PROBLEM:
Quote each line of the listing below verbatim, leaving out the pictures.

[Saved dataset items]
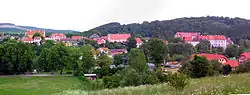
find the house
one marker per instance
(28, 40)
(37, 40)
(99, 40)
(220, 58)
(94, 36)
(114, 52)
(103, 50)
(57, 36)
(187, 36)
(30, 33)
(215, 40)
(244, 57)
(91, 76)
(120, 38)
(76, 38)
(138, 42)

TASK ANSWER:
find the house
one marker per instance
(28, 40)
(37, 40)
(99, 40)
(220, 58)
(94, 36)
(114, 52)
(103, 50)
(57, 36)
(187, 36)
(30, 33)
(215, 40)
(244, 57)
(91, 76)
(120, 38)
(76, 38)
(138, 42)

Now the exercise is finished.